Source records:
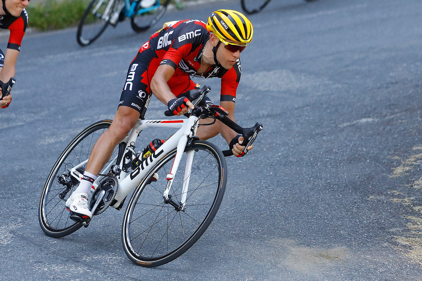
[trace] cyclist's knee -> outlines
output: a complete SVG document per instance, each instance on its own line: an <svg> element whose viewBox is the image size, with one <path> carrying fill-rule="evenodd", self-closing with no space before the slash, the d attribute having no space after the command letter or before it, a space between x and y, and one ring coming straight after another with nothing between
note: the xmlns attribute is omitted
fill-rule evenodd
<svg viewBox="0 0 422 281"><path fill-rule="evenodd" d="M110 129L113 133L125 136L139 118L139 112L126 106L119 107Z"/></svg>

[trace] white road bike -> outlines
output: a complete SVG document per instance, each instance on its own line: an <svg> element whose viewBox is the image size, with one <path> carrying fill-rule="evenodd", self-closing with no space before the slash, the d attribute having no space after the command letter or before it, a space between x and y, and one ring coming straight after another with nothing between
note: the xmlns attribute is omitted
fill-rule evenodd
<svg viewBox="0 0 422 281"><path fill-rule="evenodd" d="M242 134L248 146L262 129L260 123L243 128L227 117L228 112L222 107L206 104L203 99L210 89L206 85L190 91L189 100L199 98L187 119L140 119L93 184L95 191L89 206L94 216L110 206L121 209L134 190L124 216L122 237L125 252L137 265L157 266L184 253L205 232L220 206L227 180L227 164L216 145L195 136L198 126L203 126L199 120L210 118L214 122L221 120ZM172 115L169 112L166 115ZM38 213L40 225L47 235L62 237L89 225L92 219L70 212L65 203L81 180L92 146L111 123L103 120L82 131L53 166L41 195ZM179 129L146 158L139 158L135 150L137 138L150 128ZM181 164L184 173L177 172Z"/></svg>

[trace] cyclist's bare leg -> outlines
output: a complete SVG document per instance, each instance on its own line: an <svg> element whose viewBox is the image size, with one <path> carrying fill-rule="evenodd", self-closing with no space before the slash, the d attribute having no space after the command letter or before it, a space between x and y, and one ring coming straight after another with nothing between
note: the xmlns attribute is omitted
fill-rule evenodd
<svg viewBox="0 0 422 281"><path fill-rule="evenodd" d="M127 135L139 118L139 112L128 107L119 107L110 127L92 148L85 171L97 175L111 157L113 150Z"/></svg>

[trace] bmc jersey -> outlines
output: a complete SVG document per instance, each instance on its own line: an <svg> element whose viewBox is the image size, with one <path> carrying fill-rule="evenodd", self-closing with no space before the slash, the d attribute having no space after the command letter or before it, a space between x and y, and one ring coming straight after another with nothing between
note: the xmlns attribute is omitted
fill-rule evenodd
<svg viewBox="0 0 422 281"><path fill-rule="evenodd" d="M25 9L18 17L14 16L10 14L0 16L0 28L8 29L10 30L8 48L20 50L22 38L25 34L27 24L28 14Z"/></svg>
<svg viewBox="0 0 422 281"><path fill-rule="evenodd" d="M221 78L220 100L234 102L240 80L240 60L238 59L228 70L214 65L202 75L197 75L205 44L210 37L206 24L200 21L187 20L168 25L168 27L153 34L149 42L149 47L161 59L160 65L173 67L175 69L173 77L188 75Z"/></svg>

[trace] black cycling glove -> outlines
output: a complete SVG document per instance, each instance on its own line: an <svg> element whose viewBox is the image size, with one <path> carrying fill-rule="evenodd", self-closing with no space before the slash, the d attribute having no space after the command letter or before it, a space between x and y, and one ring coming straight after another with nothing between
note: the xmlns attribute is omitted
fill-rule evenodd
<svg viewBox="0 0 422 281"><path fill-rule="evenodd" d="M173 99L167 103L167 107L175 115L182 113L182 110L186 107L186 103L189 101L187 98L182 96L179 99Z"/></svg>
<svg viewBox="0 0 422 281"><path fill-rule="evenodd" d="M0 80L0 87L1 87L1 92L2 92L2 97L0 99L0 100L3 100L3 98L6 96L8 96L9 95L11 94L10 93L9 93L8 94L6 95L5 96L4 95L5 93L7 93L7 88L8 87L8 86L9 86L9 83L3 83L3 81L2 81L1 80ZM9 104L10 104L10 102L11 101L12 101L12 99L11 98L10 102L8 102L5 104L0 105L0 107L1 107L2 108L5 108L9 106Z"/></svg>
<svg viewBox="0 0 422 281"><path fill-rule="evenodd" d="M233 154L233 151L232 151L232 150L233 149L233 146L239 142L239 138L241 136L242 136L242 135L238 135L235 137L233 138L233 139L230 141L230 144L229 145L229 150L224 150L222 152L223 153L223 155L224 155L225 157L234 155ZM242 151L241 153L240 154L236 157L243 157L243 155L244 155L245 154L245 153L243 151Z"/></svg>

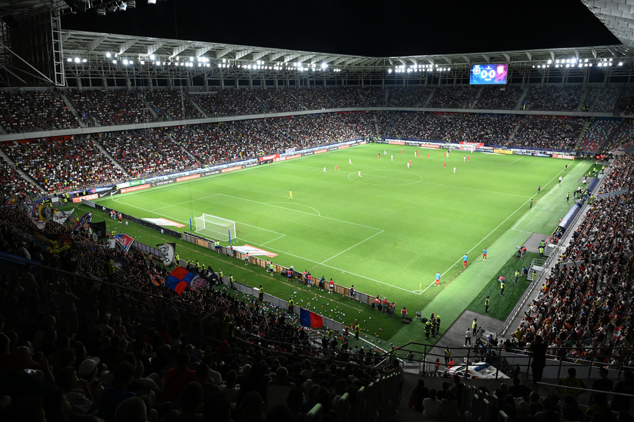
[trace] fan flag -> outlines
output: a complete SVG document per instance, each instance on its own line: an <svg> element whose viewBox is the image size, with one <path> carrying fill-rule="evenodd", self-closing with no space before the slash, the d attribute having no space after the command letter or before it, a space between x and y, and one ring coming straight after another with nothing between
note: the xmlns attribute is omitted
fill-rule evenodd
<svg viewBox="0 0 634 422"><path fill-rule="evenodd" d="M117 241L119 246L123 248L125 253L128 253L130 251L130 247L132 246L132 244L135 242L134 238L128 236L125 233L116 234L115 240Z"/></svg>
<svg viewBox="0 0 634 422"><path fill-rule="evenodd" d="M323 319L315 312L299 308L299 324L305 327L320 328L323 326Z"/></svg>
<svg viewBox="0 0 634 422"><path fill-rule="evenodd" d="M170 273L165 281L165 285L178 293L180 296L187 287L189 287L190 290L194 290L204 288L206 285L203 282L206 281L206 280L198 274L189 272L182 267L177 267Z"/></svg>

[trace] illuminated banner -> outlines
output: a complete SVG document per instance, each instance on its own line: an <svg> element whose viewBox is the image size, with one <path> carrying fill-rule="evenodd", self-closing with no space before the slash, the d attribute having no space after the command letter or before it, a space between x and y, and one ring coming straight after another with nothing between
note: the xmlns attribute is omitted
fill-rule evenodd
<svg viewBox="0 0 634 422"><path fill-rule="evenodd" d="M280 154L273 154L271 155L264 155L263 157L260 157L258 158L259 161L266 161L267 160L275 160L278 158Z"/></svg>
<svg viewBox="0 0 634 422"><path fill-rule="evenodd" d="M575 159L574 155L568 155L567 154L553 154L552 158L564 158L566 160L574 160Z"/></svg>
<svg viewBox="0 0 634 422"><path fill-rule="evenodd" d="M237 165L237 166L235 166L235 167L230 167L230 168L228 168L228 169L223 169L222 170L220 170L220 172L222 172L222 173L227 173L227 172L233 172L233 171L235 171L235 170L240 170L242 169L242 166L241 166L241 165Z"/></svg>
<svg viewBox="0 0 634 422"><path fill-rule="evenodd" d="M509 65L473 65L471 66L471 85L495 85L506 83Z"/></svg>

# What you have to do
Return the stretch of items from the line containing "[trace] white road bike -> outlines" through the line containing "134L248 146L262 129L260", both lines included, copying each line exactly and returning nothing else.

# Solution for this exercise
[trace] white road bike -> outlines
output: a complete SVG document per instance, each instance on its own line: an <svg> element whose viewBox is the image size, with one <path> carrying fill-rule="evenodd", self-closing with no space before the slash, the d attribute having no space after the command letter or before it, a space between x and y, and one ring coming straight after another with nothing between
note: the xmlns attribute is omitted
fill-rule evenodd
<svg viewBox="0 0 422 281"><path fill-rule="evenodd" d="M242 134L248 146L262 129L260 123L243 128L227 117L228 112L222 107L206 104L203 99L210 89L206 85L190 91L189 100L199 98L187 119L140 119L93 184L95 191L89 206L94 216L110 206L121 209L134 190L124 216L122 237L125 252L137 265L157 266L184 253L205 232L220 206L227 180L227 164L216 145L195 136L198 126L203 126L199 120L210 118L214 122L221 120ZM172 115L169 112L166 115ZM38 213L40 225L47 235L62 237L89 225L92 219L70 212L65 203L81 180L92 146L111 123L103 120L82 131L53 166L41 195ZM179 129L146 158L139 158L135 150L137 138L150 128ZM181 164L184 173L177 172Z"/></svg>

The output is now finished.